====== Selected text ======

Home News OPEC and its allies agree to deepen oil production cuts
Energy ministers from some of the world’s largest oil producers have agreed to deepen recurring production cuts by an additional 500,000 barrels per day (b/d) through to March 2020.
OPEC and non-OPEC allies, often referred to as OPEC+, decided to implement tighter oil production policy at a biannual meeting in Vienna, Austria on Friday.
The new deal, which is much larger than many analysts had expected, will see OPEC+ reduce total oil output by 1.7 million b/d.
The energy alliance has said it plans to review the policy at an extraordinary meeting on March 5-6.
Oil prices rallied shortly after the OPEC+ announcement. International benchmark Brent crude traded at $64.70 on Friday afternoon, up around 2%, while U.S. West Texas Intermediate (WTI) stood at $59.63, over 2% higher.
However, Brent crude futures remain around 15% lower when compared to an April peak, with WTI down almost 12% over the same period.
Saudi Arabia’s Energy Minister Prince Abdulaziz bin Salman told reporters on Friday that the oil-rich kingdom’s quota would be an additional 167,000 b/d through to March 2020.
Sitting alongside OPEC delegates at a press conference shortly after the meeting, Abdulaziz explained his country would also extend a voluntary cut of 400,000 b/d. This means the energy alliance’s total cuts would effectively amount to 2.1 million b/d, he said, before emphasizing that OPEC+ would only be able to achieve this figure with improved compliance.

====== Extracted data ======

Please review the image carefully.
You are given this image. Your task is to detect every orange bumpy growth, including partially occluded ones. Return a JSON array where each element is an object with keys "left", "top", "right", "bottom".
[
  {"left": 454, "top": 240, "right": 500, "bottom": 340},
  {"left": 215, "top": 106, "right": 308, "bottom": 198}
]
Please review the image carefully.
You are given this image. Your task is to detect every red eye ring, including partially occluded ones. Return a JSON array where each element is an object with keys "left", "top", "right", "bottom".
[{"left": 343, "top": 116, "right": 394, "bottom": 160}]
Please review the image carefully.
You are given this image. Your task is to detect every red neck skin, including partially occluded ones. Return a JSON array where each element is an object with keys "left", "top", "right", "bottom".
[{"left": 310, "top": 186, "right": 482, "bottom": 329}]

======
====== Extracted data ======

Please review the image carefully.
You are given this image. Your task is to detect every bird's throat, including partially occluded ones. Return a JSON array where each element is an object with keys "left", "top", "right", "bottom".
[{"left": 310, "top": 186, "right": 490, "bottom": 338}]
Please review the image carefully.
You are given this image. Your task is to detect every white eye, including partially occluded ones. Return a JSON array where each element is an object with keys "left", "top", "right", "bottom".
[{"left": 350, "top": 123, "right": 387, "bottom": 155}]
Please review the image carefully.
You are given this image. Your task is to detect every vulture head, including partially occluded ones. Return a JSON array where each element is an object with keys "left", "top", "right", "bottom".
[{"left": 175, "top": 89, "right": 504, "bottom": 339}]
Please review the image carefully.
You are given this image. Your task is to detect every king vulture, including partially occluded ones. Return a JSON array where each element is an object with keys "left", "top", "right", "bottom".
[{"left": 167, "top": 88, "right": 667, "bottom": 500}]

======

▶ [Parts of the exercise]:
a. From the OPEC article, extract everything from "The new deal, which" down to "b/d through to March 2020.".
b. State whether each statement below agrees with the OPEC article. Answer yes or no, and quote the article's deciding words for each.
(i) The new OPEC+ deal was smaller than many analysts had expected.
(ii) The biannual meeting at which OPEC+ decided on the tighter policy took place in Vienna, Austria.
(iii) West Texas Intermediate stood at $59.63 on Friday afternoon.
c. Using the OPEC article, answer these questions:
(i) By how many additional barrels per day did the energy ministers agree to deepen the production cuts?
(ii) How much lower do Brent crude futures remain compared with the April peak?
(iii) What size of voluntary cut did Abdulaziz say his country would extend?

▶ [Responses per task]:
a.
The new deal, which is much larger than many analysts had expected, will see OPEC+ reduce total oil output by 1.7 million b/d.
The energy alliance has said it plans to review the policy at an extraordinary meeting on March 5-6.
Oil prices rallied shortly after the OPEC+ announcement. International benchmark Brent crude traded at $64.70 on Friday afternoon, up around 2%, while U.S. West Texas Intermediate (WTI) stood at $59.63, over 2% higher.
However, Brent crude futures remain around 15% lower when compared to an April peak, with WTI down almost 12% over the same period.
Saudi Arabia’s Energy Minister Prince Abdulaziz bin Salman told reporters on Friday that the oil-rich kingdom’s quota would be an additional 167,000 b/d through to March 2020.

b.
(i) No: "The new deal, which is much larger than many analysts had expected"
(ii) Yes: "at a biannual meeting in Vienna, Austria on Friday"
(iii) Yes: "U.S. West Texas Intermediate (WTI) stood at $59.63"

c.
(i) 500,000 barrels per day (b/d), through to March 2020
(ii) Around 15%
(iii) 400,000 b/d